Instructions to follow:
Rename "sample" to "example" everywhere in the material below, then give the lines back with nothing else altered.

Items from a dataset
========================

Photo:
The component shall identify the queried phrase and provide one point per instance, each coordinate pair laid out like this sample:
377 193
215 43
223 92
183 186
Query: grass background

========================

Answer for the task:
Photo:
The component shall identify the queried phrase and provide one point per instance, each coordinate pair laid out like this example:
377 193
215 43
223 92
183 186
Query: grass background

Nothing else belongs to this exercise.